> **Task details**: Every entry that follows should be reproduced exactly.

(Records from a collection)
__________
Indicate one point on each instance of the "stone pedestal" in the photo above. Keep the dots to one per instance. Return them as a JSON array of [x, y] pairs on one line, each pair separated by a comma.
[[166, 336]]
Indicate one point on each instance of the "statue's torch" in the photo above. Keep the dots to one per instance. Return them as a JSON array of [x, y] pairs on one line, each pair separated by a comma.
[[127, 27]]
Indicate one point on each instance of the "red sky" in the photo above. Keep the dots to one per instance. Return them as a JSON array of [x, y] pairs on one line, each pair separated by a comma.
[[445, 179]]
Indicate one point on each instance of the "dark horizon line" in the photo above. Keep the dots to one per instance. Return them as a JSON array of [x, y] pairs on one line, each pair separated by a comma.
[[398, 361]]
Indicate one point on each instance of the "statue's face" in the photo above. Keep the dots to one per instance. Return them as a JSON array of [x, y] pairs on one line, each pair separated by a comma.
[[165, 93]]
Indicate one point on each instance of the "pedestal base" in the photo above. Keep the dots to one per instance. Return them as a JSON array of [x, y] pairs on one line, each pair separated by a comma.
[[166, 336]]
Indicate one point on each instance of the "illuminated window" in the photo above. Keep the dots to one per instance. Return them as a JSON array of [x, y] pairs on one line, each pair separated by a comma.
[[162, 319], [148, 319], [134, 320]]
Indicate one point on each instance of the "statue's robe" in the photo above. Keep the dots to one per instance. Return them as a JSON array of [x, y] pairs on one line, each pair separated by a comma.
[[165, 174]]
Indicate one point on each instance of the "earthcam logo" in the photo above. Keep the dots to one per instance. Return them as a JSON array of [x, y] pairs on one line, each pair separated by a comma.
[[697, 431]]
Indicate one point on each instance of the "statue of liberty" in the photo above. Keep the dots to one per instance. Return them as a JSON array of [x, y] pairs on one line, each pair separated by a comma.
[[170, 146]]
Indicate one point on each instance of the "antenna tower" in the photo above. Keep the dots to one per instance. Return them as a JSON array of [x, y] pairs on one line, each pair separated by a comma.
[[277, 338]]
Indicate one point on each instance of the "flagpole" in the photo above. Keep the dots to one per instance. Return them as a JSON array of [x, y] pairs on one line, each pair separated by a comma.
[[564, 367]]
__________
> **Solution to the exercise**:
Indicate one point on each instance of the "stone pedestal" in the photo above. Keep the dots to one per instance. Return them as a JSON array of [x, y] pairs on one line, each pair separated by a comma.
[[166, 336]]
Indicate one point on each instance of the "statue's torch" in the photo above. Keep the dots to one per instance. Return them as a JSON array of [x, y] pairs on one line, each pair separated by a comma.
[[127, 27]]
Indicate one point on each instance of the "red sky" in the photo above. Keep the dots to one per instance. Return them as a JSON array of [x, y] pairs on one line, each pair separated by a comma.
[[445, 179]]
Indicate one point on each instance of the "dark horizon line" in the photo above. Keep the dots to one per instance. Return them as a JSON array of [x, y] pairs on one line, each pair separated by a comma.
[[398, 361]]
Indicate one point on each instance of the "statue's face" in the photo above. Keep the dots to one per instance. Return them as a JSON array of [x, y] pairs on one line, each pair separated by a comma.
[[165, 93]]
Indicate one point on each instance of the "pedestal base" in the photo above. Keep the dots to one per instance. Return them as a JSON array of [x, y] pairs on one line, each pair separated by a comma.
[[166, 336]]
Indicate one point on each instance of the "illuminated window" in the photo above. Keep the dots to one per instance. Return them as a JSON array of [x, y] pairs on one line, each pair separated by a comma.
[[162, 319], [148, 319], [134, 320]]
Indicate one point on each instance of the "statue's robe" in the photo above. Keep the dots to one per instance. Return them as a JSON array of [x, y] pairs on one line, each pair separated by a comma.
[[165, 174]]
Indicate one point on each instance of the "earthcam logo" in the photo above. Keep the dots to one per instance. Return them as a JSON array of [x, y] pairs on one line, each pair separated by a comma.
[[697, 431]]
Indicate one point on each instance of the "statue of liberty" in the photo above. Keep the dots to one per instance. Return them as a JSON array of [x, y] pairs on one line, each pair separated by a comma.
[[170, 146]]
Indicate one point on each instance of the "antenna tower" in the photo above. Keep the dots to one per instance. Return them as a JSON array of [x, y] pairs on one line, each pair separated by a comma.
[[277, 338]]
Indicate one point on each instance of the "flagpole" in the photo above. Keep the dots to one per instance. Return them as a JSON array of [x, y] pairs on one line, each pair separated by a comma.
[[564, 367]]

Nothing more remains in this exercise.